**WRITTEN PROBLEM A**
Write out, word for word, the passage of the NFS mount patch thread that starts with "So I think the" and goes on through "is correct too.".

--- begin TEXT SEGMENT ---

Re: [PATCH 2/2] mount: RPC_PROGNOTREGISTERED should not be a permanent error

NeilBrown <neilb@xxxxxxxx> · Wed, 23 Nov 2016 09:43:34 +1100

On Wed, Nov 23 2016, Steve Dickson wrote:

> [Resent due to mailman rejecting the HTML subpart]
(and the resend included HTML too ... how embarrassing :-)

>
> Hey Neil,
>
>
> On 08/18/2016 09:45 PM, NeilBrown wrote:
>> Commit: bf66c9facb8e ("mounts.nfs: v2 and v3 background mounts should retry when server is down.")
>>
>> changed the behaviour of "bg" mounts so that RPC_PROGNOTREGISTERED,
>> which maps to EOPNOTSUPP, is not a permanent error.
>> This useful because when an NFS server starts up there is a small window between
>> the moment that rpcbind (or portmap) starts responding to lookup requests,
>> and the moment when nfsd registers with rpcbind.  During that window
>> rpcbind will reply with RPC_PROGNOTREGISTERED, but mount should not give up.
>>
>> This same reasoning applies to foreground mounts.  They don't wait for
>> as long, but could still hit the window and fail prematurely.
>>
>> So revert the above patch and instead add EOPNOTSUPP to the list of
>> temporary errors known to nfs_is_permanent_error.
>>
>> Signed-off-by: NeilBrown <neilb@xxxxxxxx>
>> ---
>>  utils/mount/stropts.c |    7 +++----
>>  1 file changed, 3 insertions(+), 4 deletions(-)
>>
>> diff --git a/utils/mount/stropts.c b/utils/mount/stropts.c
>> index 9de6794c6177..d5dfb5e4a669 100644
>> --- a/utils/mount/stropts.c
>> +++ b/utils/mount/stropts.c
>> @@ -948,6 +948,7 @@ static int nfs_is_permanent_error(int error)
>>  	case ETIMEDOUT:
>>  	case ECONNREFUSED:
>>  	case EHOSTUNREACH:
>> +	case EOPNOTSUPP:	/* aka RPC_PROGNOTREGISTERED */
> I think this introduced a regression... When the server does not support
> a protocol, say UDP, this patch cause the mount to hang forever,
> which I don't think we want.

I think we do want it to wait a while so that the nfs server has a
chance to start up.  We have no guarantee that the NFS server will be
registered with rpcbind before rpcbind responds to requests.

I disagree with the "hang forever" description.  I just tested after
disabling UDP on an nfs server, and the delay was 2 minutes, 5 seconds
before a failure was reported.  It might be longer when trying TCP on a
server that only supports UDP.

So I think the current behavior is correct.  You might be able to argue
that certain error codes should trigger a shorter timeout, but it would
need a strong argument.

Or maybe you mean that a "bg" mount would "hang forever" in the
background?  I think that behavior is correct too.

Thanks,
NeilBrown
Attachment:
signature.asc

Description: PGP signature

--- end TEXT SEGMENT ---
--- begin EXERCISE INPUT ---

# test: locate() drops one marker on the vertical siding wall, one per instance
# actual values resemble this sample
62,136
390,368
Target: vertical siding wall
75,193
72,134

--- end EXERCISE INPUT ---

**WRITTEN PROBLEM B**
Rewrite the records above, putting "brick wall" wherever "vertical siding wall" occurs and leaving everything else unchanged.

**TASK RESPONSE A**
So I think the current behavior is correct.  You might be able to argue
that certain error codes should trigger a shorter timeout, but it would
need a strong argument.

Or maybe you mean that a "bg" mount would "hang forever" in the
background?  I think that behavior is correct too.

**TASK RESPONSE B**
# test: locate() drops one marker on the brick wall, one per instance
# actual values resemble this sample
62,136
390,368
Target: brick wall
75,193
72,134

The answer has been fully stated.